月刊望月三起也タイトル画像
望月マニ也

第103回

青春の決着

執筆者:   2020 年 8 月 14 日

作中でわずかに明かされた情報から、あの男をプロファイリング。ファン魂の妄想爆発で、ご存じのシーンも読み返せばきっとスパイスが加わるはず。

DK_001_2 ワイルド7は重犯罪者の集まりです。
もっと簡単に言えば、死刑囚たちです。
命令に背き、解雇されれば拘置所行き。
死刑を待つ身と成ります。
つまり、戦って死ぬか。座して死ぬか。2つに1つ。
いずれにしても、死ぬ事に違い無し。
究極の選択を迫られた者たちです。
イヤな選択ですねえ。

 ワイルド達は「どうせ死ぬなら暴れまくって死んでやる」と入隊を希望しました。
攻撃的な人材の集団です。ところが1人、例外が居ます。
デカです。
彼は何故、入隊したのか? 何故、危険な任務を選んだのか? 謎に迫ります。

【 履歴調査 】
DK_002 動機を探る上で、欠かせないのが履歴調査です。
人となりが見えて来ます。
デカは「千金のロード」編で突然、登場します。
この時「警視庁じゃ45年も務めたベテラン刑事」と自慢しています。
連載時期は1971年3月です。
この2つの条件を組合せると彼の履歴は以下です。

 1912年 誕生
 1924年 尋常小学校卒業(12才)
 1926年 高等小学校卒業(14才) 少年警察官として警視庁に就職
 1941年 太平洋戦争勃発(29才)
 1945年 太平洋戦争終結(33才)
 1971年 ワイルドに配属(59才) 戦場突破作戦に参加「千金のロード」

 デカは明治45年、又は、大正元年生まれです。
そして、デカがワイルド7に配属されたのは59才の時でした。定年退職1年前です。

【 人物考査 】
DK_003 続いて人物考査です。履歴は明らかに成りました。
が、彼の心情までは判りません。
そこで、デカの世代の一般的な人物像を、考察してみます。

少年期
 東北訛りのデカ。出身地は東北、又は、北関東かも知れません。
当時は今ほどメディアが発達しておらず、地方出身者は方言の抜けない人が多く居ました。
警視庁を選んだのは少年警察官を募集したのが、警視庁と大阪府警しか無かったからです。

▸ 取り組む課題
(1) デカに関する文章によると、デカがワイルド7に配属されたのは何才の時ですか。
(2) デカに関する文章の最後の文に続けて、その先を書き継いでください。
一覧は、デカに関する文章とは別の資料です。

▸ 収集資料
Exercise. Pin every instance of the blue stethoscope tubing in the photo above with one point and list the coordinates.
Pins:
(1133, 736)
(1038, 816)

▸ 解答例
(1) 59才の時で、定年退職の1年前です。

(2)
 彼は高等小学校を卒業すると同時に、警視庁に少年警察官として就職しています。
少年時代は、学業優秀だったのでしょう。少年警察官に採用とは、そう言う意味です。
郷土の秀才、又は、地元の神童と言う類の少年だった事が推測されます。
 但し、最終学歴は高等小学校です。少年警察官の階級は、今は無い雇員でした。
巡査ですらなく、最初から刑事だった事は、有り得ません。
故に45年とは警視庁での勤続年数です。刑事の経験年数は、もっと短い筈です。

青年期
 デカは日本が非常に不安定な時代に、青年期を過ごしています。
彼が45年間、警視庁勤務だったと言う事は、出兵していません。
よほど優秀な警官だったのか、そうでなければ、重病人でした。
勿論、知人、友人、職場の同僚の多くは、徴兵された筈です。
そして、その中には戦死した人も少なからず居たと思われます。
DK_005_3但し、彼も軍事訓練は受けています。
当時の警官は軍人に近く、緊急時には軍人の代行ができるよう教育されていました。

中年期
 デカが30代前半の時、終戦を迎えます。
敗戦は、日本人にとって大きな衝撃でした。
何故なら日本は、戦争に負けた事が無かったからです。敗戦は有り得ない事でした。
この世代の人々は、戦争を悔いるより、戦争に負けた事を悔いていました。
ましてや、彼自身は参戦せずして負けたのです。その怒りは何程だったでしょうか。
この時代の大多数の成人男子が、そうだったように多分、敗戦に納得していません。
恐らく、意識の中では、戦争は終わっていなかったでしょう。

壮年期
 特筆すべきは、出世が遅れた事です。
未成年で、今は無い雇員と言う最下級から始まったのです。当然と言えば、当然です。
 警察は階級社会であり、学歴社会です。地位は階級で、巡査から警視までが地方公務員。
そして、警視正、警視長、警視監、警視総監が国家公務員です。
DK_006 彼はデカと呼ばれているので、管理職でない私服警官だったと思われます。
もしそうなら階級は、巡査、巡査長、又は、巡査部長です。
一方、国家公務員試験の合格者はキャリア組と呼ばれます。
平均して25才~26才くらいで、警視に昇格します。
つまり、一生かけてデカが届かなかった地位に、20代半ばで就くのです。
 日本が豊かに成り、優秀であれば、大学に進学できる時代が訪れました。
彼は年少者たちが次々と、自分より高い地位に就くのを苦々しく見ていたでしょう。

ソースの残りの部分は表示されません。